### WRITTEN PROBLEM:
Starting at the line in the rows below that contains "of the braided", lay out every line through the last row as a numbered list, leaving out any blank lines.

(Stored data)

◇ ◇ ◇ ◇ ◇ ◇ ◇

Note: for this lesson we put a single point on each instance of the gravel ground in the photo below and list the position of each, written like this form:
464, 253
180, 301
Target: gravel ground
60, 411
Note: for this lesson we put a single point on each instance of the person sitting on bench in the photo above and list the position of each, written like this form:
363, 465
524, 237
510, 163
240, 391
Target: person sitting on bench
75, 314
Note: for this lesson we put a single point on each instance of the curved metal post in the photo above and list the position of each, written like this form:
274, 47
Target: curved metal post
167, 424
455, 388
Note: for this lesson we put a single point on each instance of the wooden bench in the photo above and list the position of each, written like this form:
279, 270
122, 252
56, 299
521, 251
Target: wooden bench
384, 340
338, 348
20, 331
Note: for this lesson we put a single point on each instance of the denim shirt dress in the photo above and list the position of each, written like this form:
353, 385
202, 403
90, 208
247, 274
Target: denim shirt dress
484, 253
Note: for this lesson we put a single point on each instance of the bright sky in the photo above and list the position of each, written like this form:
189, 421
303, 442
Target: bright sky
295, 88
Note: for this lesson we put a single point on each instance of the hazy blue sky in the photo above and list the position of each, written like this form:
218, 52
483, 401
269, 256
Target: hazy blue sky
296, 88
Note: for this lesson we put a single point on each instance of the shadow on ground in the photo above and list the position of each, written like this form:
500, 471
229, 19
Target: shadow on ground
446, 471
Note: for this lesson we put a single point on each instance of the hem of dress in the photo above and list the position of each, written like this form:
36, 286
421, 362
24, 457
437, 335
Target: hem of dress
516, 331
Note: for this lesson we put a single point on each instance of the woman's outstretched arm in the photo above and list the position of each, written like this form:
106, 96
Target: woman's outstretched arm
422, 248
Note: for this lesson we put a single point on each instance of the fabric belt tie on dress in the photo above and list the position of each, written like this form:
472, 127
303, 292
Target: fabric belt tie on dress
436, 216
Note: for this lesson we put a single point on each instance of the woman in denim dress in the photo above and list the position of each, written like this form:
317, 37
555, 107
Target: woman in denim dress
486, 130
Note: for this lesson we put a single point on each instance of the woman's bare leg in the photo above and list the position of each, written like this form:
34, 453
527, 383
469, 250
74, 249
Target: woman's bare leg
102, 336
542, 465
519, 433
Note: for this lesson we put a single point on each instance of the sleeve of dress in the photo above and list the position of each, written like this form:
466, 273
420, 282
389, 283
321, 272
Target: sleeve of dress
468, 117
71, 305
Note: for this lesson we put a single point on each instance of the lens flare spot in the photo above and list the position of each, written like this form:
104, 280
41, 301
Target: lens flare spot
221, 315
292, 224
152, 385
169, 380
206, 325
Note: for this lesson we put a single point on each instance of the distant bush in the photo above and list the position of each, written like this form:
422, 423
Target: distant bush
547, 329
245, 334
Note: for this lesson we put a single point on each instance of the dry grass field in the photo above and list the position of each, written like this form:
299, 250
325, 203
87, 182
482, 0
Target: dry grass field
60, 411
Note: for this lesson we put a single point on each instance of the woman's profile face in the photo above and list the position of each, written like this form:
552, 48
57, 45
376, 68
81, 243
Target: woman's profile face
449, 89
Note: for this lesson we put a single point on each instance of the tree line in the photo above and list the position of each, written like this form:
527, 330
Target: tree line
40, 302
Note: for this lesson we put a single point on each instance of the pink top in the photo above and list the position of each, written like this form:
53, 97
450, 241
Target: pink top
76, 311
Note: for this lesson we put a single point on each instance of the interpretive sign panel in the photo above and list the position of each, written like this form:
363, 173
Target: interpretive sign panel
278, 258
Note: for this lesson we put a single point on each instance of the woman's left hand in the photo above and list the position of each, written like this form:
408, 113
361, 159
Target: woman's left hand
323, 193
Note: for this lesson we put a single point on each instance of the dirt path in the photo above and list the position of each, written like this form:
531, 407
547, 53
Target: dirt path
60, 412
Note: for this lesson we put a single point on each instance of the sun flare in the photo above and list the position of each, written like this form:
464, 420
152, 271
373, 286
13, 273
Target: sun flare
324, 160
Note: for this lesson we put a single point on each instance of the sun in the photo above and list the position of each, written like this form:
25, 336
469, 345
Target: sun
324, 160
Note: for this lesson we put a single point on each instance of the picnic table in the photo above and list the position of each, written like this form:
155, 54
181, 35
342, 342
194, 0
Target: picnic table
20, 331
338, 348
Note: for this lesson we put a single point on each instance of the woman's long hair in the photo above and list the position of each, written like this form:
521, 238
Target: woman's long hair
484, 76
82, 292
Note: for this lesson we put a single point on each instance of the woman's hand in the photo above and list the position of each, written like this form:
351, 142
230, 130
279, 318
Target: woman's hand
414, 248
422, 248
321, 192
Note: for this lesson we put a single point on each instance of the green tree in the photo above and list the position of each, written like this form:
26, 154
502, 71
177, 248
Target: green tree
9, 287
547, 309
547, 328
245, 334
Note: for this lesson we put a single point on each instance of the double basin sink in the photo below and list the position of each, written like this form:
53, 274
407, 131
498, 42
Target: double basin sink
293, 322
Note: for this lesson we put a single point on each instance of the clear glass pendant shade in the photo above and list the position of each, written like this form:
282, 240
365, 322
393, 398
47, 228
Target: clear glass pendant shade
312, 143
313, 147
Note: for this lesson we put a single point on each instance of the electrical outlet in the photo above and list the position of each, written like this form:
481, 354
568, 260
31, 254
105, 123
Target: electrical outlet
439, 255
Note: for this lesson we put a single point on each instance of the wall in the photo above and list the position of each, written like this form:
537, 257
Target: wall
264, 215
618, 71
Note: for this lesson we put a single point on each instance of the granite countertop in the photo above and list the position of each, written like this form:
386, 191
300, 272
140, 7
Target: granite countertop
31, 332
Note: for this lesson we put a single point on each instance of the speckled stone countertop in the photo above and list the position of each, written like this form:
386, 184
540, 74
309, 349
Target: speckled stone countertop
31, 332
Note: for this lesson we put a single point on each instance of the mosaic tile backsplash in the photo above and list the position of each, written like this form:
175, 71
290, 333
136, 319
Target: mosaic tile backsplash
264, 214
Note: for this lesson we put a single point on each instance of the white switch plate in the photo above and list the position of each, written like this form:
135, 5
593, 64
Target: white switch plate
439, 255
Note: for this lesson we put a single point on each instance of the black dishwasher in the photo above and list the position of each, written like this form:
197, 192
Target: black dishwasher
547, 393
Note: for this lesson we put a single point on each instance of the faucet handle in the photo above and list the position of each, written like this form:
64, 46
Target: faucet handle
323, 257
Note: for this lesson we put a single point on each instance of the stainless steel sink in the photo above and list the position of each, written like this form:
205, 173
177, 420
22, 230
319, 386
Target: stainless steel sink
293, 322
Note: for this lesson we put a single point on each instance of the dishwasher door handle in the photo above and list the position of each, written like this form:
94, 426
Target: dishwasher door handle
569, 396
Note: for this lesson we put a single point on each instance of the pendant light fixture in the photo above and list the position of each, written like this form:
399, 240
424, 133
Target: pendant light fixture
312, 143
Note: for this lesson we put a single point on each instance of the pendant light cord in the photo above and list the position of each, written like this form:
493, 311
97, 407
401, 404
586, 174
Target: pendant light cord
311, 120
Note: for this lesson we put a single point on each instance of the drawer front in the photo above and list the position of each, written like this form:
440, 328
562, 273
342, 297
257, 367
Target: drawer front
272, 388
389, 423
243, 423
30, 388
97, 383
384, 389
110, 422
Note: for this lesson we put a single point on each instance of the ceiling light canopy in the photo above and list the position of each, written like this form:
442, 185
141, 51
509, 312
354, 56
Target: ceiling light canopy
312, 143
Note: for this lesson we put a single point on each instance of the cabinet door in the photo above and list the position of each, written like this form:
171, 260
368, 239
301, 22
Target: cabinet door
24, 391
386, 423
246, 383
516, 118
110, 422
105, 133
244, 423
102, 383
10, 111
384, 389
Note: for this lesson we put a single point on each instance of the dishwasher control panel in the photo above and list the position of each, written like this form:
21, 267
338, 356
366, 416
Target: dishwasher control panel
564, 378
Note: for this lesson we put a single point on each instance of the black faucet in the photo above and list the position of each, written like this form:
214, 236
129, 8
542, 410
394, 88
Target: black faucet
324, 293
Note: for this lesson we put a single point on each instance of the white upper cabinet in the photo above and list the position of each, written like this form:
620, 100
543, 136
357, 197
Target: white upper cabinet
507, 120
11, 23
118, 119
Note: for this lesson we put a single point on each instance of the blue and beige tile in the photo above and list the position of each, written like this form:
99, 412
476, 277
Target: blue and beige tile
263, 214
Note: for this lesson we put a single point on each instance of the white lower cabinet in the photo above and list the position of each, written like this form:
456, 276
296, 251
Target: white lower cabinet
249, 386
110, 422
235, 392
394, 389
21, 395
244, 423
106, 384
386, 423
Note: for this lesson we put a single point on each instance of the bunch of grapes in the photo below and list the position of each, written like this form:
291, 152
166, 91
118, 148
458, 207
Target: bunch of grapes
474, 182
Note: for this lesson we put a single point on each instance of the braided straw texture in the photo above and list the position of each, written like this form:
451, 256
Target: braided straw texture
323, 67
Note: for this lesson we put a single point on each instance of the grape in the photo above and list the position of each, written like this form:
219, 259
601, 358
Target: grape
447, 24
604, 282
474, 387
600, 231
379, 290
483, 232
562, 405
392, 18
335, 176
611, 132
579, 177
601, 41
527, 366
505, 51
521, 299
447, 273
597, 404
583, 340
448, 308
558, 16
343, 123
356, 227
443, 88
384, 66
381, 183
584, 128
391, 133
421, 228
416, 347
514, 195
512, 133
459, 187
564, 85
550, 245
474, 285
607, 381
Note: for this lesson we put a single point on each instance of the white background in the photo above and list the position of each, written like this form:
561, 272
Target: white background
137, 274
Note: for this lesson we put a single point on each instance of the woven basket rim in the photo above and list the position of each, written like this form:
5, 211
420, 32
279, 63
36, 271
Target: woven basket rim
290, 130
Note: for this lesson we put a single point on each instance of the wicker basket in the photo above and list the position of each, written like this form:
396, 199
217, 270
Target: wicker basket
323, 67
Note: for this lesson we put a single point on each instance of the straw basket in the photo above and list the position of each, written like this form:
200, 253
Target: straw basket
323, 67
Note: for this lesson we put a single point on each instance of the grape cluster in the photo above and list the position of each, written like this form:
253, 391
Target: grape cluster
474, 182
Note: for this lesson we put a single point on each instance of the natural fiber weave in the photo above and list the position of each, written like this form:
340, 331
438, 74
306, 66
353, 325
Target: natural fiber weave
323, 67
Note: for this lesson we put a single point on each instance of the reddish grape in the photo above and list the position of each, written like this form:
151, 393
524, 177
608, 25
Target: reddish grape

◇ ◇ ◇ ◇ ◇ ◇ ◇

### RESPONSE TO THIS EXERCISE:
1. Note: for this lesson we put a single point on each instance of the braided straw texture in the photo above and list the position of each, written like this form:
2. 451, 256
3. Target: braided straw texture
4. 323, 67
5. Note: for this lesson we put a single point on each instance of the grape in the photo above and list the position of each, written like this form:
6. 219, 259
7. 601, 358
8. Target: grape
9. 447, 24
10. 604, 282
11. 474, 387
12. 600, 231
13. 379, 290
14. 483, 232
15. 562, 405
16. 392, 18
17. 335, 176
18. 611, 132
19. 579, 177
20. 601, 41
21. 527, 366
22. 505, 51
23. 521, 299
24. 447, 273
25. 597, 404
26. 583, 340
27. 448, 308
28. 558, 16
29. 343, 123
30. 356, 227
31. 443, 88
32. 384, 66
33. 381, 183
34. 584, 128
35. 391, 133
36. 421, 228
37. 416, 347
38. 514, 195
39. 512, 133
40. 459, 187
41. 564, 85
42. 550, 245
43. 474, 285
44. 607, 381
45. Note: for this lesson we put a single point on each instance of the white background in the photo above and list the position of each, written like this form:
46. 561, 272
47. Target: white background
48. 137, 274
49. Note: for this lesson we put a single point on each instance of the woven basket rim in the photo above and list the position of each, written like this form:
50. 5, 211
51. 420, 32
52. 279, 63
53. 36, 271
54. Target: woven basket rim
55. 290, 130
56. Note: for this lesson we put a single point on each instance of the wicker basket in the photo above and list the position of each, written like this form:
57. 396, 199
58. 217, 270
59. Target: wicker basket
60. 323, 67
61. Note: for this lesson we put a single point on each instance of the straw basket in the photo above and list the position of each, written like this form:
62. 200, 253
63. Target: straw basket
64. 323, 67
65. Note: for this lesson we put a single point on each instance of the grape cluster in the photo above and list the position of each, written like this form:
66. 253, 391
67. Target: grape cluster
68. 474, 182
69. Note: for this lesson we put a single point on each instance of the natural fiber weave in the photo above and list the position of each, written like this form:
70. 340, 331
71. 438, 74
72. 306, 66
73. 353, 325
74. Target: natural fiber weave
75. 323, 67
76. Note: for this lesson we put a single point on each instance of the reddish grape in the photo above and list the position of each, written like this form:
77. 151, 393
78. 524, 177
79. 608, 25
80. Target: reddish grape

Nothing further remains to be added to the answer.